%%
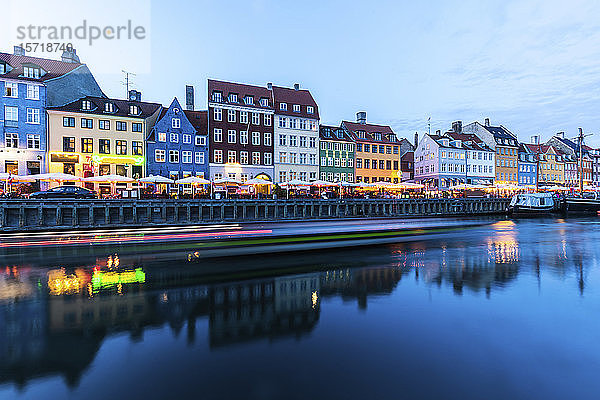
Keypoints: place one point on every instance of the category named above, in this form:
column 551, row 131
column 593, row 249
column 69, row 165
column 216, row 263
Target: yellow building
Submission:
%%
▸ Work order
What is the number of lines in this material that hold the string "column"? Answer with that number only.

▸ Output
4